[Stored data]
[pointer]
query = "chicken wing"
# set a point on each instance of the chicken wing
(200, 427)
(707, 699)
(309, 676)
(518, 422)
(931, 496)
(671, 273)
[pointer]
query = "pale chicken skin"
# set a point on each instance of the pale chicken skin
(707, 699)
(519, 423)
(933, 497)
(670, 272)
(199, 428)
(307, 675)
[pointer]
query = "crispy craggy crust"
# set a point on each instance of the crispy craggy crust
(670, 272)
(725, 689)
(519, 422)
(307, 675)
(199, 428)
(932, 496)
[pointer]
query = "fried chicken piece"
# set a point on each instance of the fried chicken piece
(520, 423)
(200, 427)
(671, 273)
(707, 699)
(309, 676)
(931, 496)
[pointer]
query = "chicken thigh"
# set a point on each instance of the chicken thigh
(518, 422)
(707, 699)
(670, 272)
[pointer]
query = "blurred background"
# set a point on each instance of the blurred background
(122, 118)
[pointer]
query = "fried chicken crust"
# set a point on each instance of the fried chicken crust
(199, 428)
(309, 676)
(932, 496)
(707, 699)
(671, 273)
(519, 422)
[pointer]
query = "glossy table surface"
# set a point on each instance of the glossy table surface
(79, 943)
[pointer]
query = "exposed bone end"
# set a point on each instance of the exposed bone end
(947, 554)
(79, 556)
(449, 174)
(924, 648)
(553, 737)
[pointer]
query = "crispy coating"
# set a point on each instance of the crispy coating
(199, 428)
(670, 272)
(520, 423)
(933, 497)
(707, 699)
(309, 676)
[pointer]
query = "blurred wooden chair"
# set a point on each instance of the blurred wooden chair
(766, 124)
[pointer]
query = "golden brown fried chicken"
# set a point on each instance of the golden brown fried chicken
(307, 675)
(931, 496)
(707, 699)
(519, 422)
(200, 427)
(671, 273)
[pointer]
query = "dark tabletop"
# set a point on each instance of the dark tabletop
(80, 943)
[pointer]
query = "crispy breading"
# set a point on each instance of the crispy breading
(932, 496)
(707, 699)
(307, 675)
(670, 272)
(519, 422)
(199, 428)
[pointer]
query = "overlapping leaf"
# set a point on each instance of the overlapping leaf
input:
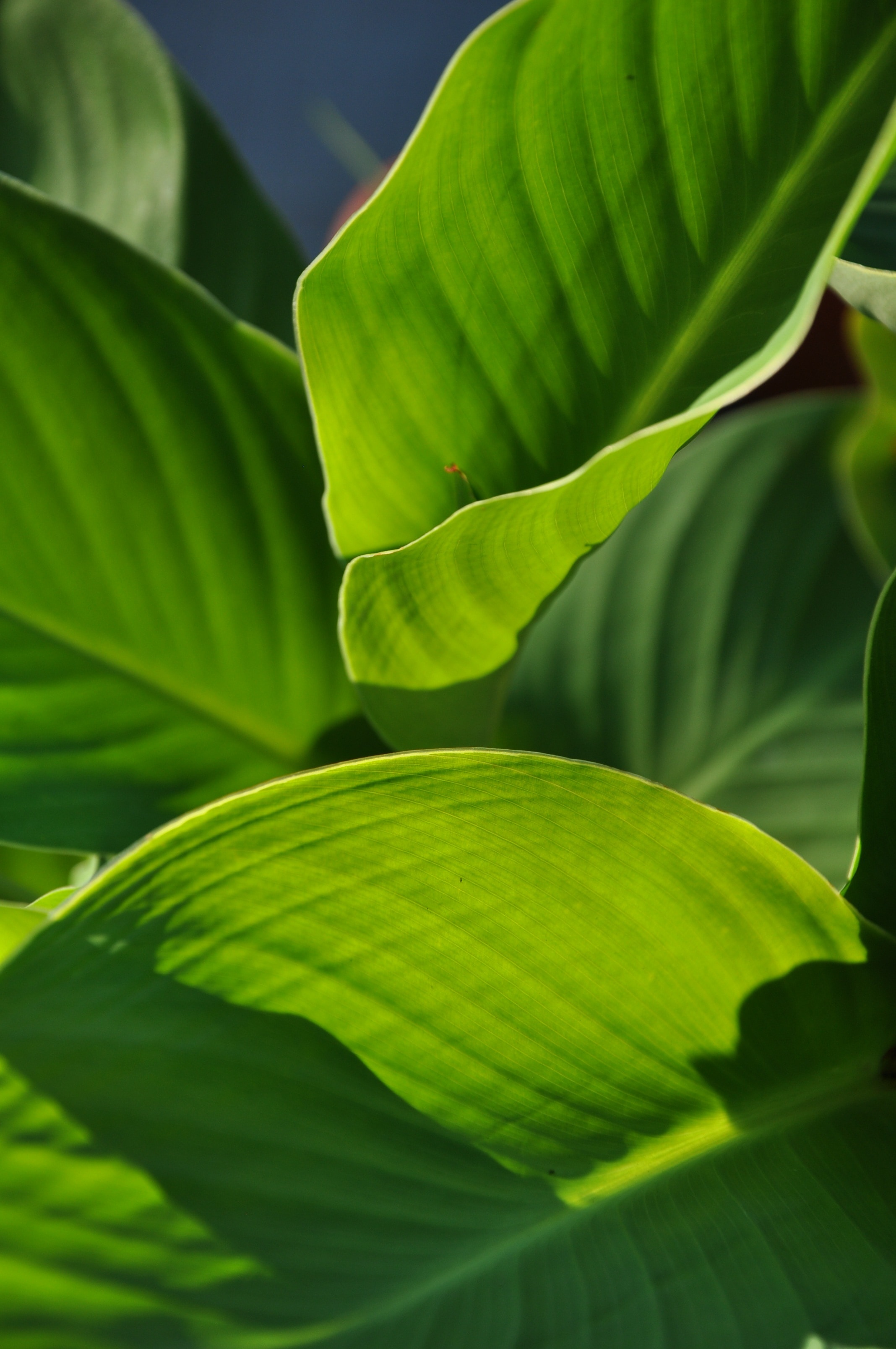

Task description: Return the preceding entries exactly, each word as given, but leave out any picture.

Solution to this exercise:
[pointer]
query = "chicken wing"
# set a point on each instance of the chicken wing
(200, 427)
(707, 699)
(309, 676)
(518, 422)
(931, 496)
(671, 273)
[pointer]
query = "pale chicken skin"
# set a point on each instance of the pale chicken skin
(707, 699)
(519, 423)
(933, 497)
(670, 272)
(199, 428)
(307, 675)
[pointer]
query = "crispy craggy crust"
# set a point on each instance of the crispy craggy crust
(670, 272)
(725, 689)
(519, 422)
(307, 675)
(199, 428)
(932, 496)
[pointer]
query = "fried chicken piece"
# set a point on each instance of the fried chicken piece
(520, 423)
(200, 427)
(671, 273)
(707, 699)
(309, 676)
(931, 496)
[pointer]
query = "chicken thigh"
# set a point on each instance of the chicken thigh
(518, 422)
(707, 699)
(670, 272)
[pointer]
query = "blurred background"
# set a point on each instance of the blurred background
(122, 118)
[pointer]
query = "fried chicken crust"
# set a point on each instance of the fried chicken crust
(199, 428)
(309, 676)
(932, 496)
(707, 699)
(671, 273)
(519, 422)
[pointer]
query = "glossy table surface"
# set a point on each instance of the glossy table surface
(79, 943)
[pointer]
query = "exposed bone end"
# set a point on each instance of the exposed bone end
(947, 554)
(79, 556)
(449, 174)
(924, 648)
(553, 737)
[pointer]
query = "crispy coating"
# set a point on each instance of the crispy coating
(199, 428)
(670, 272)
(520, 423)
(933, 497)
(707, 699)
(309, 676)
[pointer]
query = "blurred wooden chair"
# set a point on each instance of the blurred wooden chair
(766, 124)
[pointer]
query = "golden brown fried chicken"
# set a point on each instance of the golden brown fried chicken
(307, 675)
(931, 496)
(707, 699)
(519, 422)
(200, 427)
(671, 273)
[pointer]
query = "dark tabletop"
# set a point on each instance of the dark tabletop
(80, 943)
[pointer]
query = "crispy breading"
# set a point on each instance of the crispy breading
(932, 496)
(707, 699)
(307, 675)
(670, 272)
(519, 422)
(199, 428)
[pointer]
query = "overlapping leaf"
# set a point on each instance of the overlapping leaf
input:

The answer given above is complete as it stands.